» **Exercise input**:
····················

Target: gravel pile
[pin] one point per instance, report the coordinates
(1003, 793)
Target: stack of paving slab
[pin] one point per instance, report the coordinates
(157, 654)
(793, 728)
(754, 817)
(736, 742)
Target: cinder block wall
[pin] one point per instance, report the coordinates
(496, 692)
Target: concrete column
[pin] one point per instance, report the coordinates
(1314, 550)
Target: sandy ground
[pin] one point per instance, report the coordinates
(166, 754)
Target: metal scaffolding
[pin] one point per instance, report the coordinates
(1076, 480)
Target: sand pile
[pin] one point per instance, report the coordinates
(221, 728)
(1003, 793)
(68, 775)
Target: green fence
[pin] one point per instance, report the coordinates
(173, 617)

····················

» **Aim of the exercise**:
Each entry in the data must be copied exactly.

» **Problem solution**:
Target: gravel pile
[pin] one point per instance, report the coordinates
(1003, 793)
Target: stack of paving slab
[pin] one point per instance, report the coordinates
(157, 654)
(793, 728)
(754, 817)
(736, 742)
Target: cinder block wall
[pin] one point per instance, report the coordinates
(496, 692)
Target: concrete column
[pin] one point per instance, report the coordinates
(1314, 550)
Target: sandy ground
[pin] one point per instance, report the coordinates
(166, 754)
Target: metal scaffolding
[pin] one point per instance, report the coordinates
(1076, 480)
Target: sand pile
[pin] one point per instance, report the coordinates
(221, 728)
(1003, 793)
(68, 775)
Target: green fence
[pin] one point per instance, report the coordinates
(173, 617)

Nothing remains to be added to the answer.